** Begin **

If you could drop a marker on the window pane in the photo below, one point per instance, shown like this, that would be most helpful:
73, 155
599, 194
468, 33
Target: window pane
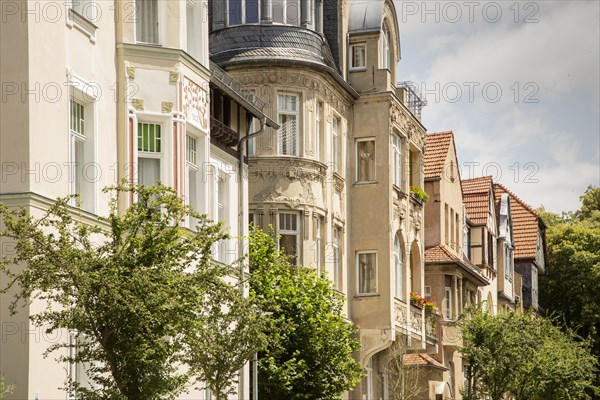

** End **

> **EXERCISE OBJECTIVE**:
Write out the entries above word for word, but leave out the pictures.

> **TASK ANSWER**:
If you could drop a marker on the window pane in the photo below, one point per instance, shown like this, that would be most helpful:
73, 155
599, 194
468, 33
Target: window pane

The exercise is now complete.